There will be some people who ask you for a discount. Some are even bold enough to ask for completely free labor.

Others will offer some sort of bartering opportunity where you get something other than money in return for your efforts.

I’ll admit, I have on multiple occasions offered a slightly lower rate to family than regular clients.

I’ve even accepted a trade with friends. One thing I’ve learned is that the work can quickly become demanding and not worth whatever you’re getting in return.

Ultimately, time spent on this type of work could be spent looking for new business and on paying projects.

With this in mind, declining requests can still be pretty awkward. Read on for a few ways to do it.

Give Yourself Permission to Set Boundaries

According to a survey by, only a small portion of top-tier freelance writers make $40,000 or more. Most freelance writers make around $10,000 annually including people with several years of experience.

The top tier freelancers are careful with their workable hours, stand up for themselves, accept rejection, and seek high paying work.

Caving into requests for free or discounted work that takes up a lot of your time is the opposite of what higher performing freelancers are doing.

Records from a dataset:
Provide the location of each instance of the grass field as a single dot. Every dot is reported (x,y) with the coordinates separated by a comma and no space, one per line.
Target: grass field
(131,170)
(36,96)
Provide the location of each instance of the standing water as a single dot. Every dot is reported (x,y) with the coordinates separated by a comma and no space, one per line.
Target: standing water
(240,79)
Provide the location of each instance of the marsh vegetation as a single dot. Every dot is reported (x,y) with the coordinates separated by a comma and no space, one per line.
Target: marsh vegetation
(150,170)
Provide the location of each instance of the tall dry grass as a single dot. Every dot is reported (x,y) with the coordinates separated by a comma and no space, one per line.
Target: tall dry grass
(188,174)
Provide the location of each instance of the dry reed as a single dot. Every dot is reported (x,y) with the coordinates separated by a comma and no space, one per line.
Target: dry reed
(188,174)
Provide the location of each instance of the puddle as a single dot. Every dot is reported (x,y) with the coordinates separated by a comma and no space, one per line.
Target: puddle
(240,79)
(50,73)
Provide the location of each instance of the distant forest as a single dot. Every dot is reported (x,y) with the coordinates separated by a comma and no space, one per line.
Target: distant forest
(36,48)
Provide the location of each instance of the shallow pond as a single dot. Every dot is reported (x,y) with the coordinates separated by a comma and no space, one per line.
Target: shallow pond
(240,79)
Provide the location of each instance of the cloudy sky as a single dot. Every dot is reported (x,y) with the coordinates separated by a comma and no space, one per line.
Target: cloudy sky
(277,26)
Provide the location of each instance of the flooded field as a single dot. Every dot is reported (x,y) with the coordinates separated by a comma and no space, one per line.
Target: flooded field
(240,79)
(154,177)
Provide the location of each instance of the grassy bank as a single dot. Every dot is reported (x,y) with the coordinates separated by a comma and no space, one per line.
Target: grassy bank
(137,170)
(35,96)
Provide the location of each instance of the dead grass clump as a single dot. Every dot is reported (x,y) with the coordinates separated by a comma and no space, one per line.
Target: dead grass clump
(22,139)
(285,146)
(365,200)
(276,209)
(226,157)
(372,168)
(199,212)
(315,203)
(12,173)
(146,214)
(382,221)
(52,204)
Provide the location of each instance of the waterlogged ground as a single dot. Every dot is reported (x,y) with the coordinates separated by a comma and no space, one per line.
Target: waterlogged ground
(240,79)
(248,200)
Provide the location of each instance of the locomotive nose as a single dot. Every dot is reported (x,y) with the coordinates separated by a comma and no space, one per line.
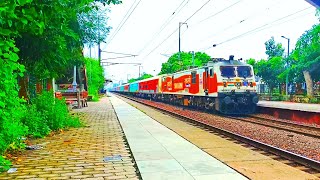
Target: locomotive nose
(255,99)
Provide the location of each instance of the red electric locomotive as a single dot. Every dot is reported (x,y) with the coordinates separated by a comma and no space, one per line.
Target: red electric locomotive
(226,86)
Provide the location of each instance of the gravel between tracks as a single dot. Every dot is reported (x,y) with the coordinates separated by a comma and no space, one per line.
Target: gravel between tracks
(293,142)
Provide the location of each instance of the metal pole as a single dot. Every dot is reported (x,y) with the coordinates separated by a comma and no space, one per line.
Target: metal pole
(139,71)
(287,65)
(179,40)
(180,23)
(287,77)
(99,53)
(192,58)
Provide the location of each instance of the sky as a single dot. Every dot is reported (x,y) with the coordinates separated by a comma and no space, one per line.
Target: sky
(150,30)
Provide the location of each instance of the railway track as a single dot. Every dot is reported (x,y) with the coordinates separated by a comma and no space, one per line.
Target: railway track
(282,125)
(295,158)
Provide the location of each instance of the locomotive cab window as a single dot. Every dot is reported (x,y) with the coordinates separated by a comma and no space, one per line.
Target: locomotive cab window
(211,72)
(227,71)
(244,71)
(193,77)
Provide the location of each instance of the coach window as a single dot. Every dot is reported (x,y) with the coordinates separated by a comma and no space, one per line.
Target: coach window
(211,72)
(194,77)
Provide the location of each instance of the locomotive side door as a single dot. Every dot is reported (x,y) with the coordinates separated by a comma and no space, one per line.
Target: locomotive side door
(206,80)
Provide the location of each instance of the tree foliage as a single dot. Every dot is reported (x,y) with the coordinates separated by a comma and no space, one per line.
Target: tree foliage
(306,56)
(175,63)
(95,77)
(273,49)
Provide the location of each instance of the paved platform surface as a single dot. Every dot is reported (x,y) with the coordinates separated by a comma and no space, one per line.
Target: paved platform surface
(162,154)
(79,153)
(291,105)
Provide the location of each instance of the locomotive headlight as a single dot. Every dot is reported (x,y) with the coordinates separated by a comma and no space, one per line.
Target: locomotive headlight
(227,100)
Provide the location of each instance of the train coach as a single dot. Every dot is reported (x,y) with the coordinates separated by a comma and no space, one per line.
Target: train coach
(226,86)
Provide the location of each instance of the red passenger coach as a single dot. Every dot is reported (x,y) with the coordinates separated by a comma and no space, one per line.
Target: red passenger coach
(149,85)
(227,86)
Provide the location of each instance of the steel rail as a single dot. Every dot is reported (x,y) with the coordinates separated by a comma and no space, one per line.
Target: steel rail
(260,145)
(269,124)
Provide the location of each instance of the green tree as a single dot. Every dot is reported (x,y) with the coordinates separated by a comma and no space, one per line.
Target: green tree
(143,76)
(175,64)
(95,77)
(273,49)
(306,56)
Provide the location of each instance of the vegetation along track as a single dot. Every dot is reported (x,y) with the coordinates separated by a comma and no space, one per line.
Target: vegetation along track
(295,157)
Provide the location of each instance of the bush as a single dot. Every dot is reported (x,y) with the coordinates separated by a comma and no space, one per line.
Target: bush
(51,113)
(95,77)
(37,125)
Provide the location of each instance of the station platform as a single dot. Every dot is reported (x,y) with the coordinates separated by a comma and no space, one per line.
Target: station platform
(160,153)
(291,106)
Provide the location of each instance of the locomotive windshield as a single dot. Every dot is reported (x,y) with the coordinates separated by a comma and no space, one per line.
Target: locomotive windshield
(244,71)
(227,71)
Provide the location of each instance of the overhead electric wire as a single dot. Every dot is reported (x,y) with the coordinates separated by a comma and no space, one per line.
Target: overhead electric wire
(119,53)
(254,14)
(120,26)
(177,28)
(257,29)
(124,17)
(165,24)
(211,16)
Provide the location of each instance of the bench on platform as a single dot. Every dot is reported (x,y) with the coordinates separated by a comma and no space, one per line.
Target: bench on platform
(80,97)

---

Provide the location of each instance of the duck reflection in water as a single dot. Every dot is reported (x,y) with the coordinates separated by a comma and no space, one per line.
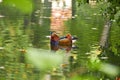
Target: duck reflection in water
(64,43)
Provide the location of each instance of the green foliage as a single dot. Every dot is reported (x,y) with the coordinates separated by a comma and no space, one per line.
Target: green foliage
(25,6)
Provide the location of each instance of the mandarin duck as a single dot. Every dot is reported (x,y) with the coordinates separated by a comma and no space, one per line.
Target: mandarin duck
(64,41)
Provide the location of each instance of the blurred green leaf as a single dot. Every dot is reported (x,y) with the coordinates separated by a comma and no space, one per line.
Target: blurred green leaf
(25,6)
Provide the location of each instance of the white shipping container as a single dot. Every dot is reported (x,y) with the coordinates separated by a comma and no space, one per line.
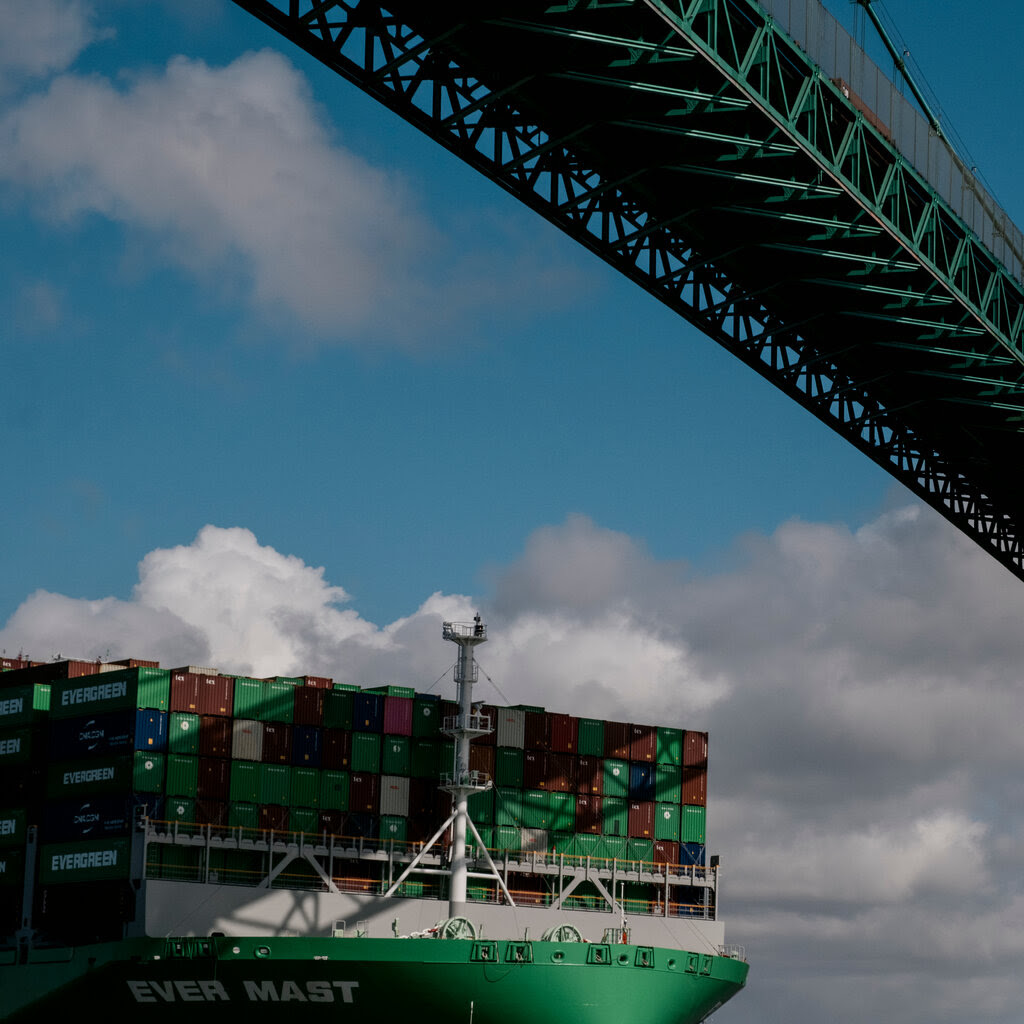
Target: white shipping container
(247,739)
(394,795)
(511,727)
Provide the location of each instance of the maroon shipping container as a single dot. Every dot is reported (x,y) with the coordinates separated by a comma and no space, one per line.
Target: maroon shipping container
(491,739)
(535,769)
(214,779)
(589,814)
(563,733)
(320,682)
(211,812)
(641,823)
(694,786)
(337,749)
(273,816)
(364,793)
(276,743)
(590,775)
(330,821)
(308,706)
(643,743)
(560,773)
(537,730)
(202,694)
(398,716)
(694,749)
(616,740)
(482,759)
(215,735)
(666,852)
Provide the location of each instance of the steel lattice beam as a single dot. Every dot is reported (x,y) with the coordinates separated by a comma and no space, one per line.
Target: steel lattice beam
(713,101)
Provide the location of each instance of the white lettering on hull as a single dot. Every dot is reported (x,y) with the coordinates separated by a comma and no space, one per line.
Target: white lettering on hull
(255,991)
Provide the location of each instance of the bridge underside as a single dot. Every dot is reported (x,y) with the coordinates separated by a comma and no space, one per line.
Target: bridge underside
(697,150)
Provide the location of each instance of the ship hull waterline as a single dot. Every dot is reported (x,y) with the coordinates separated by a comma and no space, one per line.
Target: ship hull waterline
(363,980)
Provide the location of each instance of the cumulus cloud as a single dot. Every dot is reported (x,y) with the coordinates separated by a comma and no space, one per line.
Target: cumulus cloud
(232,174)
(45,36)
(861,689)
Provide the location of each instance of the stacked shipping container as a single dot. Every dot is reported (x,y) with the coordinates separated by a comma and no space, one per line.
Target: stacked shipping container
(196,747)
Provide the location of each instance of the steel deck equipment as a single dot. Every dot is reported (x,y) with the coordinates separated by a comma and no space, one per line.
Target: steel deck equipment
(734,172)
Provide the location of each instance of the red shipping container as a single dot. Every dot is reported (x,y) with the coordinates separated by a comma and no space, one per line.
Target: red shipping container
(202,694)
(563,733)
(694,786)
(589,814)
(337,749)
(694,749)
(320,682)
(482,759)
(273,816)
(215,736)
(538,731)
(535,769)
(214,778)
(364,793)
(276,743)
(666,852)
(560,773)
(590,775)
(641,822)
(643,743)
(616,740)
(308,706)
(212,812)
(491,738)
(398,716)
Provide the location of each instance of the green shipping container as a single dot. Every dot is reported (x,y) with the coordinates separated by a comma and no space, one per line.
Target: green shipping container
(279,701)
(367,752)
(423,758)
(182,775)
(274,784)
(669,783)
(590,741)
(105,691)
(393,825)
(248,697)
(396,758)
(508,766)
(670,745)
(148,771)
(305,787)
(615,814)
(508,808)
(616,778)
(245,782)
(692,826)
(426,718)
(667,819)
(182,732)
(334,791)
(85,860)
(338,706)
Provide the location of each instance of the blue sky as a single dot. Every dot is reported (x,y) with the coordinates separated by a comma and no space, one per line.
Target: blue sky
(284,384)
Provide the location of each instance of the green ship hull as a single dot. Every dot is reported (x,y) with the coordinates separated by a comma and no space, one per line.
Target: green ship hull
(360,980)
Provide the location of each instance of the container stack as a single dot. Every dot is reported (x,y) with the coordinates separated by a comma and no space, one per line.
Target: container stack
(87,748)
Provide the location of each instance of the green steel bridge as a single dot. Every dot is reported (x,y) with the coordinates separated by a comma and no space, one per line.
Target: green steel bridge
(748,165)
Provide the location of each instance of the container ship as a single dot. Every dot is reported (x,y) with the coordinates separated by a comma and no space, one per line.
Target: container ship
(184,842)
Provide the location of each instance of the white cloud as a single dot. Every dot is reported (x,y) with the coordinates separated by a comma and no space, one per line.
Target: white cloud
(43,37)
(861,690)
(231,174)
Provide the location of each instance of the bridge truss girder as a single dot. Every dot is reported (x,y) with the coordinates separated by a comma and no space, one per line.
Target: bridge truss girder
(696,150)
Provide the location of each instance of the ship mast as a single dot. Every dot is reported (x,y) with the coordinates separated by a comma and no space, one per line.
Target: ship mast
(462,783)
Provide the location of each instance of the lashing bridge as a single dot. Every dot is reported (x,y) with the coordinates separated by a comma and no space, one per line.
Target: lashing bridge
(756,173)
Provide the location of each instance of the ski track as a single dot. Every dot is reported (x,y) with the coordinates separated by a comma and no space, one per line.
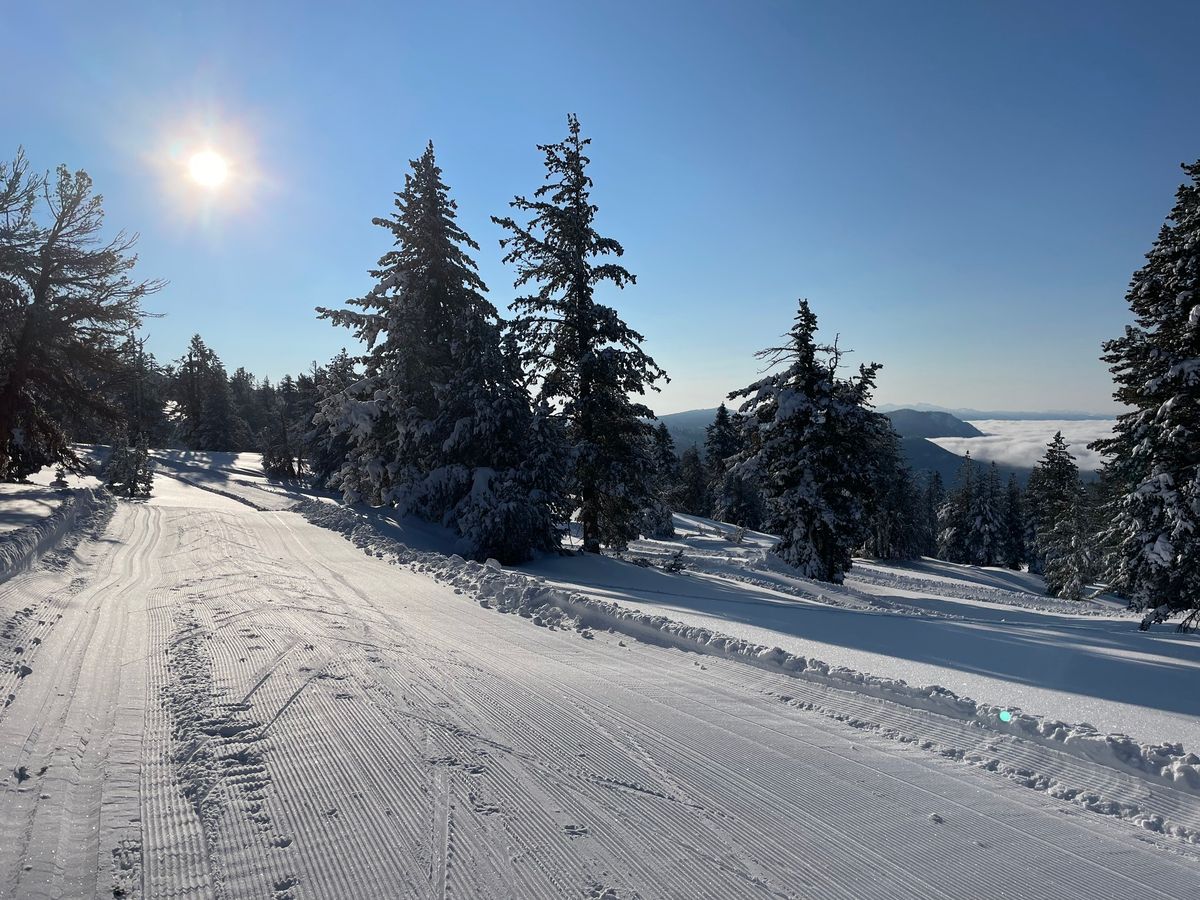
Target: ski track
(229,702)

==

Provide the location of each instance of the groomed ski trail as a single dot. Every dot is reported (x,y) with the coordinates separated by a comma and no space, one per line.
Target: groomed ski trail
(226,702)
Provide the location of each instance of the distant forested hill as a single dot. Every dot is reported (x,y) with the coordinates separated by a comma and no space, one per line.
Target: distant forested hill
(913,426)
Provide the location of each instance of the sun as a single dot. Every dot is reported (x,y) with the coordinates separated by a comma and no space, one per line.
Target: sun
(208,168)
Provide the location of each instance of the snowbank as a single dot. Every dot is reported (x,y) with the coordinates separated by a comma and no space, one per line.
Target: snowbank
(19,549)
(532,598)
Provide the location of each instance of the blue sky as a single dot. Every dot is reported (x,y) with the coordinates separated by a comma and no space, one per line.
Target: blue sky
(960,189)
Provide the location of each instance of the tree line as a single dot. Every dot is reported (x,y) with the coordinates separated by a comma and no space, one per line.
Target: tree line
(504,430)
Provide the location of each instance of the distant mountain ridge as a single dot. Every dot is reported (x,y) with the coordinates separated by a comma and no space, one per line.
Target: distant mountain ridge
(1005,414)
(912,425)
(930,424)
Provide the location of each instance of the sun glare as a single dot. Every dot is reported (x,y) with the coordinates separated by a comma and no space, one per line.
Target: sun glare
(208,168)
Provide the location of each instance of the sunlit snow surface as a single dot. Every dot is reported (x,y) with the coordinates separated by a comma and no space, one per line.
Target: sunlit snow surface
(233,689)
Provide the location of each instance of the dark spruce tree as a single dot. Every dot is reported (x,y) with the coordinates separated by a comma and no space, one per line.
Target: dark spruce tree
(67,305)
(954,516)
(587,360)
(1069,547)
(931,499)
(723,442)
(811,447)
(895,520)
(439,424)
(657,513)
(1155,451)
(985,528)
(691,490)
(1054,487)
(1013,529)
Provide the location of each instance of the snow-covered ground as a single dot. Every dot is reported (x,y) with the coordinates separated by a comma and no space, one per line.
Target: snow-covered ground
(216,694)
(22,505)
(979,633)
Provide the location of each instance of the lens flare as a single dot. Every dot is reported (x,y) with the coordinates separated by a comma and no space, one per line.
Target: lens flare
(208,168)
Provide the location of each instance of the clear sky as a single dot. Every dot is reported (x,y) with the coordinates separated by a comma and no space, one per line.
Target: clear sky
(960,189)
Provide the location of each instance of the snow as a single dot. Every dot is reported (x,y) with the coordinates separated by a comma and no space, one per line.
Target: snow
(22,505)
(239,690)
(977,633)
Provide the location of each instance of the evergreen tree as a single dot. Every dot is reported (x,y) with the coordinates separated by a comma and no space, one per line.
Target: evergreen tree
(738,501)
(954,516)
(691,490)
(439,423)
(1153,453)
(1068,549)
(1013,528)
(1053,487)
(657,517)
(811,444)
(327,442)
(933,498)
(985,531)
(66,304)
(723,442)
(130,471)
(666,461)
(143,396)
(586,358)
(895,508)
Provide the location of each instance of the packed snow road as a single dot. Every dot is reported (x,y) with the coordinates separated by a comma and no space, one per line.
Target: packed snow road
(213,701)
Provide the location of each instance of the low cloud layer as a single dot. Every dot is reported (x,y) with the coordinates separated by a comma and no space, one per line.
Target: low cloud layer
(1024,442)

# Written task 1
Show every line of the records that contains the word "evergreen", copied in full. Case counts.
# Written task 2
Proceed with the text on turning down requests for free or discounted freelance work, starting after its final sentence.

# Written answer 1
Provide the location of each instance of the evergreen tree as a single dot. Every dot is reported (x,y) with the coordinates separated by a comma and no space, one per line.
Target: evergreen tree

# Written answer 2
Think of the very minimum you can charge anyone (including family and friends) that will still compensate you properly.

Then be viciously selfish with your time.

If a family member or friend asks you for a service, turn the question back on them and ask for their budget.

If their budget is not something you can honor based on the time commitment, understand that you have every right to say no.

Put All of Your Cards Out on the Table

Some family and friends will challenge your decision. The conversation may even get pretty uncomfortable.

You can handle it respectfully in two ways.

You can go the simple route of explaining that your calendar right now is full and you’re unable to take on any new work.

Then you can refer them to another source like a peer who can meet their budget or a freelancer marketplace.

If you get pushback, be sincere. Review how much you charge for regular work and the impact that discounts have on your business.

Sometimes people are simply not aware of how long it takes to do a job.

For example, if a friend is willing to walk your dog in exchange for editing their manuscript, they may not realize that a few hours of dog walks doesn’t come close to the commitment or effort necessary to do that task.

Final Word

Fielding requests from people you know who want a discount is challenging.

The giving person in us wants to please people and to do favors.

But the business person in us knows that there’s no way we can survive while giving away freebies to everyone who asks for it.

Stand your ground.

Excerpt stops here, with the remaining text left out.